> **PROMPT**: Can you write the next part of the passage below on lactate and hospital mortality in ICU patients, picking up after its last sentence?

The data set (collected over 7 years) comprised 717 patients with mean(SD) age and APACHE III score 61.1(16.5) years and 68.3(28.2.2) respectively; 59.2% were male and 27% were ventilated in the first 24 hours. ICU and hospital length of stay (days) were 4.3(6.4) median 2, and 23.7(28.5) median 15, respectively. ICU and hospital mortality outcome were 12.3% and 21% respectively. The Charlson Comorbidity Index ranged from 0 to 15, median 1 and interquartile range 3. On admission lactate was 2.3(2.5) mmol/l; 17% of patients had a lactate of ≥ 4 mmol/l, with 37% hospital mortality and patients with a lactate < 4 mmol/l had a hospital mortality of 18%.

Univariate analyses

The performance of univariate predictors of hospital outcome was compared between initial lactate (OR 1.185, 95%CI: 1.049, 1.270), lactate clearance (OR 0.640. 95%CI: 0.501, 0.817), area under the lactate-time curve (OR 1.013, 95%CI: 1.008, 1.018) and APACHE III score (OR 1.053, 95%CI: 1.044, 1.063); only the latter demonstrated non-linear effect form and was parameterised as a third-degree fractional polynomial. As seen in Fig 1, all variables showed a range dependent change in mortality, with variable levels of uncertainty (95%CI). Not surprisingly, the APACHE III score, as it reflects both severity of illness and impact of therapy over 24 hours, was the best predictor with respect to the logistic AUC. Predicted probabilities from each of the logistic models showed good calibration (calibration graphs not shown), with P values ≥ 0.12.

Although the logistic AUC-ROC differed between each of the predictors, a different perspective results when comparing the net benefit curves, as seen in Fig 2. There was little difference between the lactate derived indices, although net benefit of both initial lactate and area under the lactate-time-curve extends to a threshold probability of at least 0.5, compared with approximately 0.3 for clearance. Again, the net benefit of the APACHE III dominated across all threshold probabilities.

Multivariate analysis: Admission variables

The best fitting model (n = 681 evaluable patients) incorporated age and initial lactate (linear effects), index of comorbidity (as a 0.5, 3 fractional polynomial) and categorical variables indicating coma, cirrhosis and a heart rate ≥ 150 beats per minute. Model parameter estimates, diagnostics and risk reclassification measures are seen in Table 2. The calibration line of identity was contained within the 80 and 95% CI over the whole range (Fig 3). Measures of net benefit are shown in Fig 4 and it is obvious that despite lactate being an “independent predictor” of hospital outcome, there was little or no overall net benefit of including it in a predictive model, although both models had net benefit across all threshold probabilities.

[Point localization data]

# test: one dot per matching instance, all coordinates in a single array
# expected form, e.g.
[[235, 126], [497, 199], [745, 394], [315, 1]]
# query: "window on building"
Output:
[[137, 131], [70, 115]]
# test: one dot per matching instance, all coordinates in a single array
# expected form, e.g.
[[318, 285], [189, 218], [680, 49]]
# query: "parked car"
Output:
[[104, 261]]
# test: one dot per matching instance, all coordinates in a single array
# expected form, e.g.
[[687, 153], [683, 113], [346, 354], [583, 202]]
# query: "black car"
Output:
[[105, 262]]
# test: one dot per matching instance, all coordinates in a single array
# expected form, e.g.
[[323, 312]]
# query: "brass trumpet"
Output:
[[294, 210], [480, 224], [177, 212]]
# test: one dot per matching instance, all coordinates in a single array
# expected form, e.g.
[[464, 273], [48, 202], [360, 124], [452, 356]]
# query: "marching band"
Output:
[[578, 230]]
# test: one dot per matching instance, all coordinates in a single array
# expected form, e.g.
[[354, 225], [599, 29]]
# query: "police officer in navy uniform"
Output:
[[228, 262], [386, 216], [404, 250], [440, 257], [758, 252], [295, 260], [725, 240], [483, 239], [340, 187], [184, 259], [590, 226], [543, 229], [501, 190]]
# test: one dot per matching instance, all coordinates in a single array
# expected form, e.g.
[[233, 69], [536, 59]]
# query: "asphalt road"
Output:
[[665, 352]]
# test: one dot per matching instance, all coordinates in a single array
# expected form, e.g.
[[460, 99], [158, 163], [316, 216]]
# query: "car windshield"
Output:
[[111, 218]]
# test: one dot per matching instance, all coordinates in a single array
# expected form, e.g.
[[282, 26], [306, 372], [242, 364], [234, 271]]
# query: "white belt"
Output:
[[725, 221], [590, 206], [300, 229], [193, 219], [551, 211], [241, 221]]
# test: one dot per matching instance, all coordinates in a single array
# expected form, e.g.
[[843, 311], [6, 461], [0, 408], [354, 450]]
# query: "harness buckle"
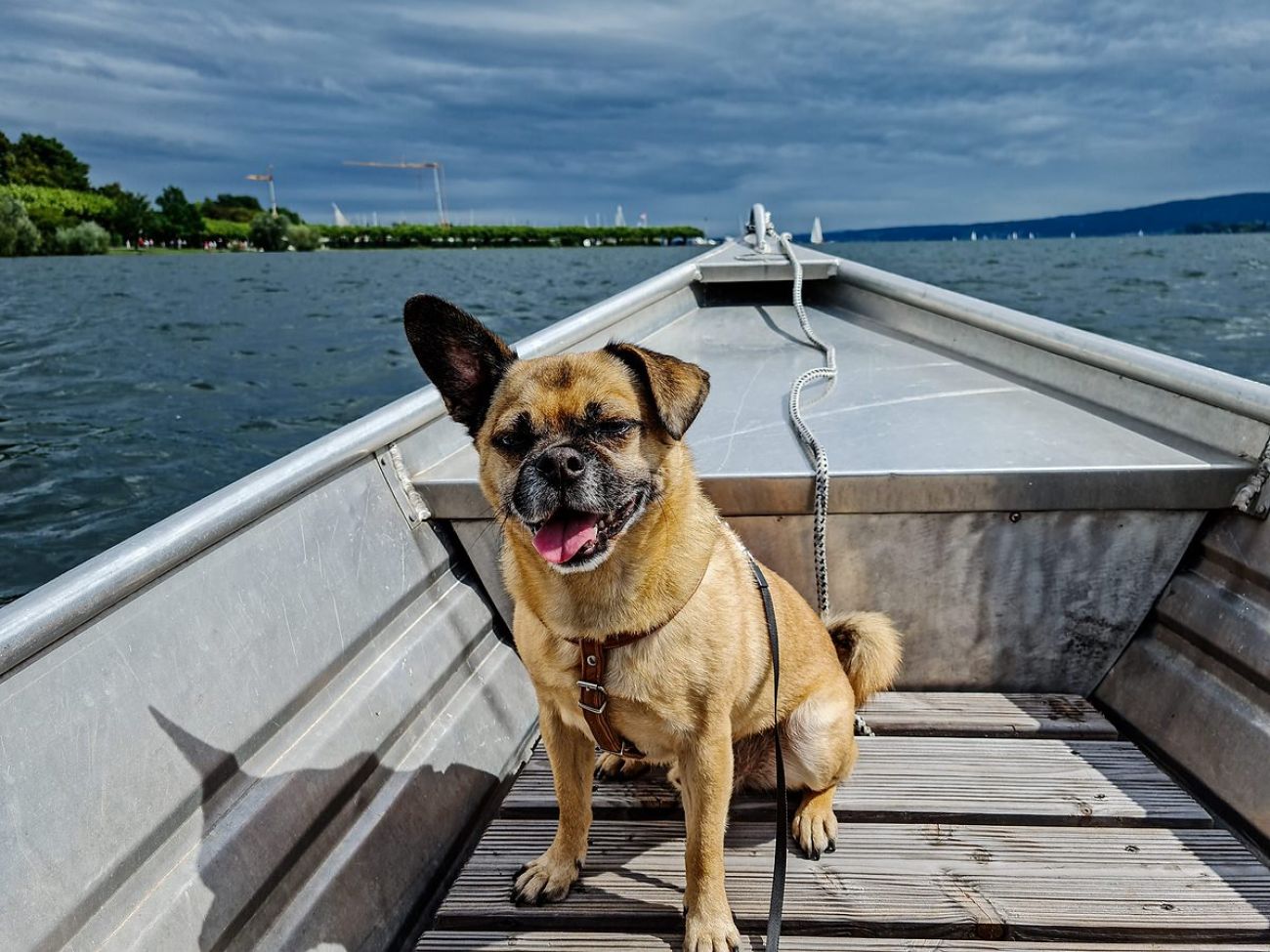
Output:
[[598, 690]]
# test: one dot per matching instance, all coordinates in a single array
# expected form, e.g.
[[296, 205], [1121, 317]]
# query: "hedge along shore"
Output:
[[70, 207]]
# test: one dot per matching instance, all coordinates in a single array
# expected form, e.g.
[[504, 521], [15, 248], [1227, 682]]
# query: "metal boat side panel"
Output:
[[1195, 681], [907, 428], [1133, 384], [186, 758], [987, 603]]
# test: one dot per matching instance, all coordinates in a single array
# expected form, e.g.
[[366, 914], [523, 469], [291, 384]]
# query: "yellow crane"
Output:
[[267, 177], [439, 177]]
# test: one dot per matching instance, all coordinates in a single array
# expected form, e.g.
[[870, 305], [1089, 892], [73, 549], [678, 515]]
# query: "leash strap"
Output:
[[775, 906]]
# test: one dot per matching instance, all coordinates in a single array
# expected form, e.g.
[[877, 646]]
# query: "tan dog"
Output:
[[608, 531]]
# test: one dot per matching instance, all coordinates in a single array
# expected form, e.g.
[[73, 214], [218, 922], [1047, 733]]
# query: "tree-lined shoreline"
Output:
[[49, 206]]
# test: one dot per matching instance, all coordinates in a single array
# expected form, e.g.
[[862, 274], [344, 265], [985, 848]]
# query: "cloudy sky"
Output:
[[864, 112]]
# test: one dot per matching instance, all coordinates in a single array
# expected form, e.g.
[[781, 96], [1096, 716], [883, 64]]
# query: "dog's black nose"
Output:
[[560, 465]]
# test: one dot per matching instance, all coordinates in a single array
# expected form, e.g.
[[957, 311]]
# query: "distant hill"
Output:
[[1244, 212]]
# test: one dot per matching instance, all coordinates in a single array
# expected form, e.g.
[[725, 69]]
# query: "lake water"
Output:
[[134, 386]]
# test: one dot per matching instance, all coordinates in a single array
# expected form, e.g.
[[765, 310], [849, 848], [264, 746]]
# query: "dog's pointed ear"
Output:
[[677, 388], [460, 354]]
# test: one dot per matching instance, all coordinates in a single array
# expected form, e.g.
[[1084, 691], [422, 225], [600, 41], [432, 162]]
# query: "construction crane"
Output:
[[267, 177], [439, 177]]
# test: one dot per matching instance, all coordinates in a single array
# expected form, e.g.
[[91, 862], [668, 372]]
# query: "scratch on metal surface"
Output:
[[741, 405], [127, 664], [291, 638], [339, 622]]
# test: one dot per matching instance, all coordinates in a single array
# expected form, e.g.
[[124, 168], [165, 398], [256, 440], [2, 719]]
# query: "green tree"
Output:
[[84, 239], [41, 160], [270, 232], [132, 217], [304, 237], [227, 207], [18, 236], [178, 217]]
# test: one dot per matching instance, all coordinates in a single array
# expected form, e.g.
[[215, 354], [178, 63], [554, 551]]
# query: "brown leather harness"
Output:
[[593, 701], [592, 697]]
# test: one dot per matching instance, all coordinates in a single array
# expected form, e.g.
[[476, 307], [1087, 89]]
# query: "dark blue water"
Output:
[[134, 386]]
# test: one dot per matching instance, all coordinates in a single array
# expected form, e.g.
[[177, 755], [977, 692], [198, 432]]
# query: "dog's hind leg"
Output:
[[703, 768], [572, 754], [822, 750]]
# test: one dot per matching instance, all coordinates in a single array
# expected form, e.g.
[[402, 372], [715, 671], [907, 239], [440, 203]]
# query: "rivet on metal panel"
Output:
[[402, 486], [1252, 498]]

---

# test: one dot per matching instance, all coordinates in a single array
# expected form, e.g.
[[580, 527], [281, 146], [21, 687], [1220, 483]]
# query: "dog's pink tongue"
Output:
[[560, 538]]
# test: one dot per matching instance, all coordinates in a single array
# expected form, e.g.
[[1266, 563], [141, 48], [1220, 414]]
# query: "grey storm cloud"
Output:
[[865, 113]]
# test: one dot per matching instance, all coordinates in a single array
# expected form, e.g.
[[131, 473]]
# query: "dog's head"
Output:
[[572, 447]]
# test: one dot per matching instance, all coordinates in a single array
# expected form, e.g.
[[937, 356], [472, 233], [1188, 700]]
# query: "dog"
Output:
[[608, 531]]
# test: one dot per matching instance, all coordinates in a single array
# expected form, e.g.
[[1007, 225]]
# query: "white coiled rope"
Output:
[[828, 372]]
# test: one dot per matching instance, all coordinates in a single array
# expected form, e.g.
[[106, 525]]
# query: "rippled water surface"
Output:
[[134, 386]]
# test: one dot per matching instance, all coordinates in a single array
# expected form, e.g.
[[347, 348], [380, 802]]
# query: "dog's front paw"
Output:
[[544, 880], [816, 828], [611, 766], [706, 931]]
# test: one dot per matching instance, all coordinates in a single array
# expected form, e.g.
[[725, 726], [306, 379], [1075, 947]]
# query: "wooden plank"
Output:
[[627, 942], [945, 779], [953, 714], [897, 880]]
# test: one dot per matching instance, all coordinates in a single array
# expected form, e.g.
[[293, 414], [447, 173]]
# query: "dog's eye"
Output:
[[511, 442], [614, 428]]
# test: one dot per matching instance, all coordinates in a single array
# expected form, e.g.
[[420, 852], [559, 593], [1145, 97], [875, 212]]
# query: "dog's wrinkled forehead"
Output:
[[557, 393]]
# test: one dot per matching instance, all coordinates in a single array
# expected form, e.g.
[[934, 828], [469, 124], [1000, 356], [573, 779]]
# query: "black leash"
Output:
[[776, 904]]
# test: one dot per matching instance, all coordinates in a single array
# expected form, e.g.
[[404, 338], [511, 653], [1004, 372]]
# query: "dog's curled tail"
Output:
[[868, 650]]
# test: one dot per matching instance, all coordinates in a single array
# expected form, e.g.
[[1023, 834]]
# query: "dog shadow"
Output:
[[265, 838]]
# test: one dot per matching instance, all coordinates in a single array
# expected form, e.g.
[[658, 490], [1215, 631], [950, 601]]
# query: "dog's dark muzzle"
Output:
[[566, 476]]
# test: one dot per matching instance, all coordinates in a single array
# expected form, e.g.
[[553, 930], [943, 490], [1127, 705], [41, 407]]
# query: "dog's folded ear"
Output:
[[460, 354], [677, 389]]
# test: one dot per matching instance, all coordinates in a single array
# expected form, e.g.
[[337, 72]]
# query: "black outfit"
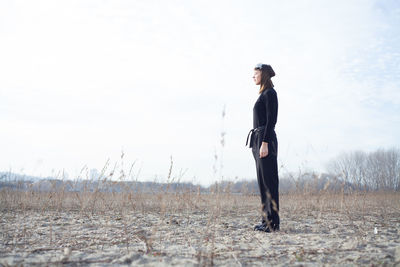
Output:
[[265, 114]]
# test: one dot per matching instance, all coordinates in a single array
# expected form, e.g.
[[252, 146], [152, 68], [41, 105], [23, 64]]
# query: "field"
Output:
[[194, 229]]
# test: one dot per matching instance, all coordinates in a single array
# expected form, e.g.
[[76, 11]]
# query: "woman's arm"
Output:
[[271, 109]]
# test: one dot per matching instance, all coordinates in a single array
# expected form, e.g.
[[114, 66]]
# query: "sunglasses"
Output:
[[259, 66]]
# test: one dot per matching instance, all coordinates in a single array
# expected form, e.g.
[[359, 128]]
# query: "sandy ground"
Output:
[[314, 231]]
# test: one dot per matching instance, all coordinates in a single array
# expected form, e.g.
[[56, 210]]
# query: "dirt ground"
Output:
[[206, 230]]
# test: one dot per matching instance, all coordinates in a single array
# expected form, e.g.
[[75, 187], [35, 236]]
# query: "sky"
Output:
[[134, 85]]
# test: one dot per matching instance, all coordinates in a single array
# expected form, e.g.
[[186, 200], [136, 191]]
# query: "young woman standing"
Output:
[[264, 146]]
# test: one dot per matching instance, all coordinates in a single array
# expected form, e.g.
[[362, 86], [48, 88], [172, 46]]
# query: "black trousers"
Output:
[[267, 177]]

> **EXERCISE OUTPUT**:
Fig 3. Calibration plot for admission model with initial lactate.

Fig 4. Decision curve analysis: Net benefit for admission model, with and without initial lactate.

Table 2. Model parameter estimates, diagnostics and risk reclassification measures: Initial lactate.

As a sensitivity analysis with respect to the added value of a biomarker in a “poorly” performing model [56], two categorical predictors above were dropped (coma and a heart rate ≥ 150 beats per minute) and the logistic analysis was repeated. Model parameter estimates, diagnostics and risk reclassification measures are seen in Table 3. Measures of net benefit are shown in Fig 5; there was some separation of the two curves with (small) advantage to inclusion of lactate as predictor, but no benefit of either models beyond a threshold probability of approximately 0.58.

Fig 5. Decision curve analysis: Net benefit for abbreviated admission model, with and without initial lactate.

Table 3. Model parameter estimates, diagnostics and risk reclassification measures.

Dynamic lactate indices.

Both the scatter plot of fractional clearance against initial lactate and Kaiser’s R (= 0.322) favoured fractional clearance over lactate change. However, the minimum slope of the reduced major axis (= 1.112) of log lactateinitial-log lactatefinal suggested efficacy for the log lactate ratio which was also considered.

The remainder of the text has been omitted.